### Text shown
Segment Open
An unlucky mansion – Whinburn Hall, Hollins Lane, Utley, Keighley, West Yorkshire, BD20 6LU – On the market for £1.45 million in 2016; marketed in 2007 for £1.5 million (or the equivalent of £1.88 million today)

Unlucky mansion in Yorkshire with 13 bedrooms for sale for a lower sum than it was marketed for in 2007 – despite having been renovated internally in the time since

 

Offered for sale for less than it was last marketed in a “dilapidated condition” in 2007, Whinburn Hall in the gritty West Yorkshire mill town of Keighley has now been largely restored internally but is still surrounded by neglected yet Historic Buildings and Ancient Monuments Act 1953 protected grounds.

 

Described as a “fine country house… contrasting with the cramped rows of terraces in the streets behind them” according to Wikipeda, this Grade II listed Victorian Arts and Crafts mansion was built in 1897 for Prince Smith III (1869 – 1940), an exotically named gentleman who later renamed himself Prince Prince-Smith before becoming Sir Prince Prince-Smith on the death of his father in 1922.

 

Constructed from wealth generated by the Prince-Smith family’s textile machinery manufacturing business, Prince Smith & Son, the house was redesigned and extended in 1912 – 1913 and became a training centre for the National Institute of Houseworkers in 1940. Sold again in 1950 to the City of Bradford Metropolitan District Council, the “modern manor house” was run as a residential school and special referral unit until 2008 and then, after a period of dilapidation and the rejection of plans to turn Whinburn Hall into flats, was bought by a 35-year old businessman named James Sheldon in 2008.

 

An unlucky mansion – Whinburn Hall, Hollins Lane, Utley, Keighley, West Yorkshire, BD20 6LU – On the market for £1.45 million in 2016; marketed in 2007 for £1.5 million (or the equivalent of £1.88 million today)
An unlucky mansion – James Sheldon purchased Whinburn Hall at the age of 35 and died there aged just 42

 

Sheldon, who worked as a lifeboat coxswain in Southport for 18 years, restored Whinburn Hall to use as a family home and also based his business Nav-comm, a specialist in the design of LED lighting systems for emergency vehicles, there.
Segment Closed
### Available data
Segment Open
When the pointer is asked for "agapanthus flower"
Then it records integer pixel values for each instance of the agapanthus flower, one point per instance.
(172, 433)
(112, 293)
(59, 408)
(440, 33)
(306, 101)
Segment Closed
### Exercise set
1. From the Whinburn Hall article, print the passage that opens with the words containing "Offered for sale" and closes with "father in 1922.".
2. Proceed with the Whinburn Hall article, continuing after its last sentence.
None of the entries matter here.

### Solved tasks
1.
Offered for sale for less than it was last marketed in a “dilapidated condition” in 2007, Whinburn Hall in the gritty West Yorkshire mill town of Keighley has now been largely restored internally but is still surrounded by neglected yet Historic Buildings and Ancient Monuments Act 1953 protected grounds.

 

Described as a “fine country house… contrasting with the cramped rows of terraces in the streets behind them” according to Wikipeda, this Grade II listed Victorian Arts and Crafts mansion was built in 1897 for Prince Smith III (1869 – 1940), an exotically named gentleman who later renamed himself Prince Prince-Smith before becoming Sir Prince Prince-Smith on the death of his father in 1922.

2.
In the years that followed, Mr Sheldon developed what he claimed to be a new form of “anti-terror security equipment” to detect explosives and drugs from 50 metres and took a stand at a trade show in London in 2013 to showcase this. It was later described as being like “an experiment a first year university student would have tried, but which failed” and in due course West Yorkshire Police’s Economic Crime Unit placed Sheldon and his father, Anthony, under investigation.

 

Both were arrested on allegations of fraud and on 23rd June 2015, after two police officers visited Whinburn Hall to inform the duo that they were to be rebailed for three months, 42-year old James Sheldon tragically jumped to his death from the fourth floor tower of the hall. It later transpired he had been served with an eviction order due his non-payment of the mortgage on the house and faced debts of some £1.25 million ($1.62 million or €1.45 million).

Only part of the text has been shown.